[Dataset records]
· · · ·
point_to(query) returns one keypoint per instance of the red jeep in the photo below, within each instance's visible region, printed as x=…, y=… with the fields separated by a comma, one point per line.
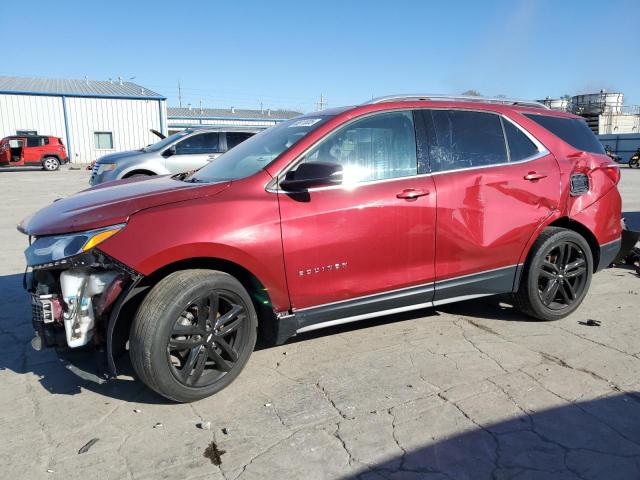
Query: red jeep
x=33, y=150
x=399, y=204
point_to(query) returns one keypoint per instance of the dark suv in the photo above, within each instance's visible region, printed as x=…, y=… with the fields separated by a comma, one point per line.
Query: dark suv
x=399, y=204
x=33, y=150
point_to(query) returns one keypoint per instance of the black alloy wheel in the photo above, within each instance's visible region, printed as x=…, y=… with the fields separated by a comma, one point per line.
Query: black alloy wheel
x=562, y=276
x=193, y=334
x=556, y=275
x=204, y=342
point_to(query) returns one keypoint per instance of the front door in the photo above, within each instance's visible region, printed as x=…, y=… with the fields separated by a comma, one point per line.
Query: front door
x=16, y=148
x=194, y=152
x=495, y=185
x=368, y=244
x=34, y=150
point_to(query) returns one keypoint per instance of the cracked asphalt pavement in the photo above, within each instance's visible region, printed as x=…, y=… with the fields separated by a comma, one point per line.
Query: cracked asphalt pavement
x=469, y=391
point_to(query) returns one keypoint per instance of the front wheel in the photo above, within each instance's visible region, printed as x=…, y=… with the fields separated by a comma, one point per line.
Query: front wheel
x=193, y=334
x=51, y=164
x=556, y=276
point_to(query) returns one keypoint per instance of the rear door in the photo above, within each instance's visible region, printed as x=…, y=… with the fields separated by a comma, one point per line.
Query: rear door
x=366, y=245
x=495, y=184
x=194, y=152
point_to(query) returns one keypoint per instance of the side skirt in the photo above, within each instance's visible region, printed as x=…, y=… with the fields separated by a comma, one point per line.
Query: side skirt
x=491, y=282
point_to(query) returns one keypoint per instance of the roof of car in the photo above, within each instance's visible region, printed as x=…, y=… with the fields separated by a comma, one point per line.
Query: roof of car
x=75, y=88
x=472, y=103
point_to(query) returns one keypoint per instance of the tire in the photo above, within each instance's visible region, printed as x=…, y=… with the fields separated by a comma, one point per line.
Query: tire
x=561, y=256
x=50, y=164
x=193, y=334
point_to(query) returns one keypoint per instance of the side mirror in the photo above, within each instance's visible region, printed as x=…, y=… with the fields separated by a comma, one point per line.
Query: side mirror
x=307, y=175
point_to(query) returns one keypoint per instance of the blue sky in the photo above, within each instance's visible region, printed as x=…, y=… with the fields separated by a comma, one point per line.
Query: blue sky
x=286, y=53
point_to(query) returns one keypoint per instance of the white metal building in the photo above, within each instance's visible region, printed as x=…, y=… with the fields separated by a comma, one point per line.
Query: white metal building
x=181, y=118
x=605, y=112
x=92, y=117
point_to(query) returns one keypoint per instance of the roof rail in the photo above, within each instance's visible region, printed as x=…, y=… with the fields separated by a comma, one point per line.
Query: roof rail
x=462, y=98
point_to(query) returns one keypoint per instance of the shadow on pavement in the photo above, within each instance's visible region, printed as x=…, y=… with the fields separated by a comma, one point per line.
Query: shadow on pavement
x=597, y=439
x=22, y=169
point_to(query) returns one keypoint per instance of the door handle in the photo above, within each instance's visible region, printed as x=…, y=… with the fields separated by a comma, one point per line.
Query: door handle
x=533, y=176
x=412, y=193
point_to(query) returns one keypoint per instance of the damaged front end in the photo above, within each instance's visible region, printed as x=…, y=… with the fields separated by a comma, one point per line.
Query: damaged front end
x=74, y=288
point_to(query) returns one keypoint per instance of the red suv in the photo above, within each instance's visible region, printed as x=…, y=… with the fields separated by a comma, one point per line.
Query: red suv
x=395, y=205
x=33, y=150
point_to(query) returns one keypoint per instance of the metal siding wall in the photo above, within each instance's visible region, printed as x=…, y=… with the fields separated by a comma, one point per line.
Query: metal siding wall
x=221, y=123
x=31, y=112
x=128, y=120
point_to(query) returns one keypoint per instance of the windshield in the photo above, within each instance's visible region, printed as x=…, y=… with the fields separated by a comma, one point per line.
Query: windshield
x=257, y=152
x=166, y=141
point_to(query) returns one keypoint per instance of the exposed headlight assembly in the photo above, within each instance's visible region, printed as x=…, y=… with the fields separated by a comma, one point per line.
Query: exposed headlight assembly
x=53, y=248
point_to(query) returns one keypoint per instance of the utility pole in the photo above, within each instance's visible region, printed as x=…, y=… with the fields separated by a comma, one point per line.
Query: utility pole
x=321, y=104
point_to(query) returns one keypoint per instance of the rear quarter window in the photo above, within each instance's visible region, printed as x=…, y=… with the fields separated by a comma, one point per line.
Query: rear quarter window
x=574, y=131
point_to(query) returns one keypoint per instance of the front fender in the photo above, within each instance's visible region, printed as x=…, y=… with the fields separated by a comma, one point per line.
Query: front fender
x=237, y=225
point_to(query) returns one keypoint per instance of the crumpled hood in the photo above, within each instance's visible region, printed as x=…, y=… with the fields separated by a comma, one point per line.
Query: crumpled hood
x=113, y=203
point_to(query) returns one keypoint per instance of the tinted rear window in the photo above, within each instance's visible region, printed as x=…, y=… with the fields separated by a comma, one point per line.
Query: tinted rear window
x=520, y=147
x=572, y=130
x=464, y=139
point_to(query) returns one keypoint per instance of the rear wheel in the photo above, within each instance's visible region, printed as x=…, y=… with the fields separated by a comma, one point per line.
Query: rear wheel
x=193, y=334
x=557, y=275
x=50, y=164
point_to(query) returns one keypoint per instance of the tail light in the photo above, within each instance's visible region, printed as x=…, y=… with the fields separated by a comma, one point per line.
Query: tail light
x=579, y=183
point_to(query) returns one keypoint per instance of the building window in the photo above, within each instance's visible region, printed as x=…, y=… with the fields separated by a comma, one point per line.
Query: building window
x=103, y=140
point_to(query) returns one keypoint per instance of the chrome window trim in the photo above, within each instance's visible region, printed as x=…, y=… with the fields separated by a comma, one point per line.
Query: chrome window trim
x=435, y=283
x=271, y=186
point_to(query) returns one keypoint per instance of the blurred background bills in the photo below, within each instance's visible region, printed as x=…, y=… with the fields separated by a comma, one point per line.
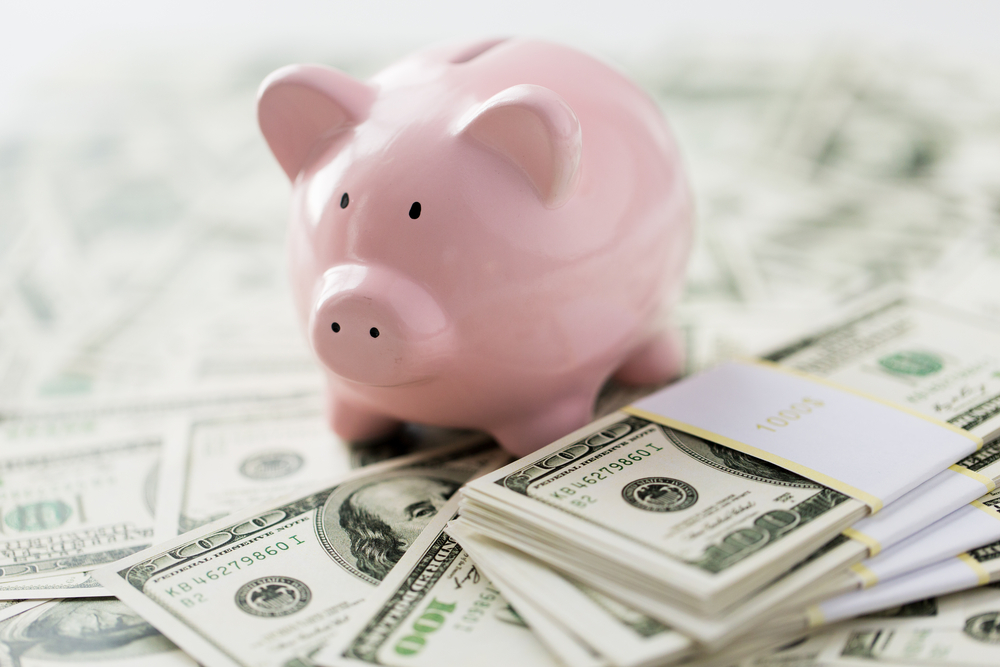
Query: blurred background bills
x=154, y=381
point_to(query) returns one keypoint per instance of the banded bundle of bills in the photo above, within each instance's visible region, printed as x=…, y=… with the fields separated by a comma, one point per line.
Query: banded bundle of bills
x=741, y=539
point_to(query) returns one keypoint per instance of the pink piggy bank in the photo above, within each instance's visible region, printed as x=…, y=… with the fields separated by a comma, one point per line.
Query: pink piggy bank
x=480, y=236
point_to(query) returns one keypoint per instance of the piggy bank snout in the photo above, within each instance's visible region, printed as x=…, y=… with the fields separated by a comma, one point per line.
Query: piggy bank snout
x=373, y=326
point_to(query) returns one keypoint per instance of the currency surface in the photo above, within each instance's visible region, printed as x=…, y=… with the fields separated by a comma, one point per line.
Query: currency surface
x=71, y=506
x=718, y=514
x=289, y=574
x=437, y=608
x=955, y=630
x=96, y=631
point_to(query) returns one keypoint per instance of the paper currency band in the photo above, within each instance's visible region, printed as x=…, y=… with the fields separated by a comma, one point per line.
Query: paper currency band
x=867, y=577
x=874, y=502
x=981, y=573
x=933, y=420
x=874, y=546
x=982, y=479
x=868, y=499
x=815, y=616
x=980, y=505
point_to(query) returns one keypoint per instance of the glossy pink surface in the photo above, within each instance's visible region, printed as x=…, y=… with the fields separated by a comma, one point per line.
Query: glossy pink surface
x=480, y=236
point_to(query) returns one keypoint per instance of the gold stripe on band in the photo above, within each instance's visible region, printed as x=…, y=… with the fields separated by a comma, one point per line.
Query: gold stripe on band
x=980, y=505
x=933, y=420
x=874, y=547
x=868, y=499
x=984, y=576
x=868, y=578
x=814, y=616
x=982, y=479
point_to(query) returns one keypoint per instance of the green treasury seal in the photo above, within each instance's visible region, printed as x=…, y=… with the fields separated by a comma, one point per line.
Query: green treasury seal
x=660, y=494
x=273, y=596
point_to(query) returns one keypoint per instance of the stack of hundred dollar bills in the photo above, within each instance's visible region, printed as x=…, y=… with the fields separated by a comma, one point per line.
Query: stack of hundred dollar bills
x=171, y=494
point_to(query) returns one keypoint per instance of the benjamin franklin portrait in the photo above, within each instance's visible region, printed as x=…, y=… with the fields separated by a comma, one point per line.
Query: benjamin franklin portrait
x=367, y=527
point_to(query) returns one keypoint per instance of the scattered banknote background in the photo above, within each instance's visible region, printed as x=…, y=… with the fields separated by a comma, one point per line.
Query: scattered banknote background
x=148, y=344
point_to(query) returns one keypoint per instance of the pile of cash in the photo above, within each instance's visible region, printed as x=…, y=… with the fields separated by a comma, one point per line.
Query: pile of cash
x=171, y=494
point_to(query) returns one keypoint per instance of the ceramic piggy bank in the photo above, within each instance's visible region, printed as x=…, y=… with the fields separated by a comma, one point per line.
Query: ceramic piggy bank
x=480, y=237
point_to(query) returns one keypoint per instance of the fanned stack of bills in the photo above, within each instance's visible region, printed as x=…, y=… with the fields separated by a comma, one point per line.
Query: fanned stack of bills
x=172, y=496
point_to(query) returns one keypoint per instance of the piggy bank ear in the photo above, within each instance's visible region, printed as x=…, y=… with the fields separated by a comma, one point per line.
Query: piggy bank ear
x=299, y=105
x=536, y=130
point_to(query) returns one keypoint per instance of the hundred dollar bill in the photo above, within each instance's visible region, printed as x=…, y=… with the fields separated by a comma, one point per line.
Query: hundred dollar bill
· · · ·
> **What is asked**
Reproduce the data verbatim from its first line through the line containing "x=34, y=150", including both ends. Omit the pictures from your answer.

> **Finished answer**
point_to(query) returns one keypoint per instance of the red jeep in the photo below, within each instance's visible region, printed as x=…, y=… with the fields separated by a comma, one point per line.
Query: red jeep
x=33, y=150
x=399, y=204
point_to(query) returns one keypoint per instance of the dark suv in the photo above, within each instance's visible region, printed as x=…, y=… with the fields separated by a comma, one point per line.
Query: dark suv
x=399, y=204
x=33, y=150
point_to(query) returns one keypoint per instance of the black alloy wheel in the photo above, within each instance's visible region, printed as x=…, y=… with the fields separated by a comma, one point per line.
Query: black alloy wheel
x=562, y=276
x=193, y=334
x=556, y=275
x=204, y=342
point_to(query) returns one keypoint per instance of the front door in the photo above, within each instance's visible region, printed as x=…, y=… with the fields separated by a comma, one point per line.
Query: front door
x=16, y=148
x=194, y=152
x=495, y=185
x=368, y=244
x=34, y=150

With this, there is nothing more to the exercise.